* [Extracted text]
┌──

= Visa policy of Kuwait =

Policy on permits required to enter Kuwait

Visitors to Kuwait must obtain a visa unless they are citizens from one of the visa-exempt countries or citizens who are eligible for a visa on arrival or an e-Visa.

All visitors (except Gulf Cooperation Council citizens) must hold a passport valid for at least 6 months.

==Visa policy map==

Visa policy of Kuwait

==Visa exemption==
===Ordinary passports===
Citizens of the following GCC countries do not require a visa to visit Kuwait and may use national ID Cards to enter the country for an indefinite period of stay:

| *Bahrain *Oman *Qatar *Saudi Arabia *United Arab Emirates | |

As of November 2023, use of GCC ID Cards for entry has been restored for Gulf Cooperation Council (GCC) Countries.

└──

* [Prompt 1] Reproduce word for word the part of the Kuwait visa policy text starting with "Policy on permits" and going on through "or an e-Visa.".
* [Prompt 2] According to the Kuwait visa policy text, how long must the passport of a visitor who is not a Gulf Cooperation Council citizen remain valid?
The records that follow come from a separate source.

* [Dataset extract]
┌──

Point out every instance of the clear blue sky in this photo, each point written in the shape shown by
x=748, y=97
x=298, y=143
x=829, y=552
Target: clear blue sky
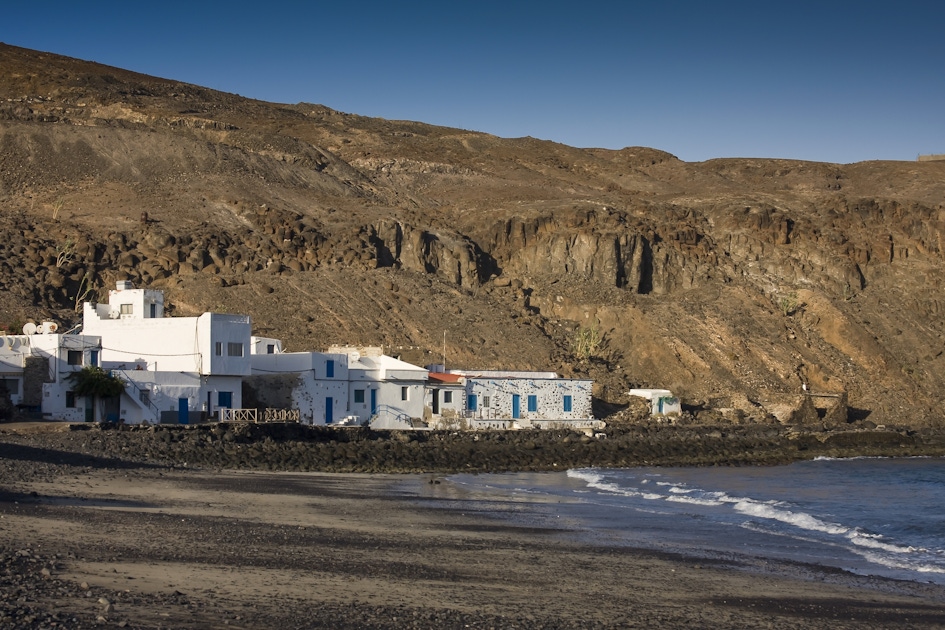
x=825, y=81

└──

* [Answer area 1]
Policy on permits required to enter Kuwait

Visitors to Kuwait must obtain a visa unless they are citizens from one of the visa-exempt countries or citizens who are eligible for a visa on arrival or an e-Visa.

* [Answer area 2] At least 6 months.